Exercise instructions: Transcribe the entries exactly; images are not part of the copy.
Recorded information section start
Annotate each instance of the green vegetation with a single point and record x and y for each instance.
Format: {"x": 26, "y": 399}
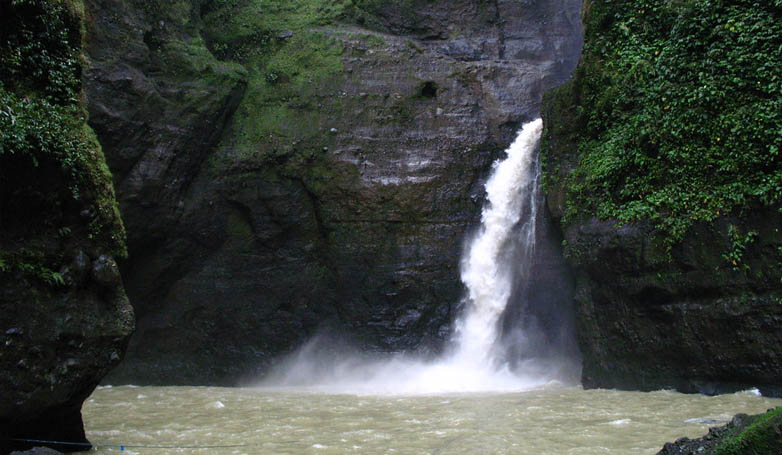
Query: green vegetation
{"x": 762, "y": 437}
{"x": 679, "y": 112}
{"x": 291, "y": 59}
{"x": 51, "y": 165}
Recorded information section end
Task response:
Annotate each instance of the green vegetation with a single point and record x and y for each instance.
Format: {"x": 26, "y": 399}
Query: green vegetation
{"x": 762, "y": 437}
{"x": 679, "y": 112}
{"x": 291, "y": 59}
{"x": 51, "y": 165}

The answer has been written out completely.